GIVEN REQUEST
Repeat the items below word for word, starting at the beginning of the items and ending at the line that contains "top-left (227, 0), bottom-right (355, 26)", with both ends included. Leave the pictures out of your answer.

-- BEGIN --

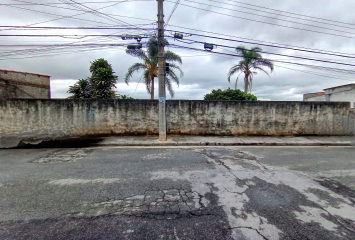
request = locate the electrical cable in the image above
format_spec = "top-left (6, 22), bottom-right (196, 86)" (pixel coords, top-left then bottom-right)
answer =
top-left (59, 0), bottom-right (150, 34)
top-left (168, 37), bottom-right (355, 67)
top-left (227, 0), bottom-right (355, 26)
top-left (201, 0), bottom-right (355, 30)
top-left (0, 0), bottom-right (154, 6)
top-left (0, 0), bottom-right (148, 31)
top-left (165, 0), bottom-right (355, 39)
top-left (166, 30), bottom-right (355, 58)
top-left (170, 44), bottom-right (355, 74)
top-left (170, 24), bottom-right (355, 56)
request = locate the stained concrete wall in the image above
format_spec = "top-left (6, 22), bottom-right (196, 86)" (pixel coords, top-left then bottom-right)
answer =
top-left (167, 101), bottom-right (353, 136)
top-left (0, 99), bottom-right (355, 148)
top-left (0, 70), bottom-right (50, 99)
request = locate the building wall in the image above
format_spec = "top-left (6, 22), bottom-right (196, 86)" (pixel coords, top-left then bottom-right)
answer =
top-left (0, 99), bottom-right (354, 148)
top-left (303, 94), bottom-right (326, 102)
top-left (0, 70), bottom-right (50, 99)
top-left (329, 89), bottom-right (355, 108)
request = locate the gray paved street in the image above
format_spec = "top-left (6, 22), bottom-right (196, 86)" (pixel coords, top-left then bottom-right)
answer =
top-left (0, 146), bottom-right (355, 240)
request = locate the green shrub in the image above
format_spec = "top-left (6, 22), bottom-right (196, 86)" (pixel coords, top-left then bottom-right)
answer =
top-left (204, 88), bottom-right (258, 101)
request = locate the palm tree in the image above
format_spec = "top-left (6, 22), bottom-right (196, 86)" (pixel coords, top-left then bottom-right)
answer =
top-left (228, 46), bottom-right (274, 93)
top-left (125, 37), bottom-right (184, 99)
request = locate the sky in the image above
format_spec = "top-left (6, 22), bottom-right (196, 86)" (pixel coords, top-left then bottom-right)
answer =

-- END --

SOLUTION TO THIS TASK
request = locate the electrical cable in the image above
format_spec = "top-left (6, 22), bottom-right (196, 86)" (pixel coords, top-left then bottom-right)
answer =
top-left (59, 0), bottom-right (150, 34)
top-left (168, 37), bottom-right (355, 67)
top-left (227, 0), bottom-right (355, 26)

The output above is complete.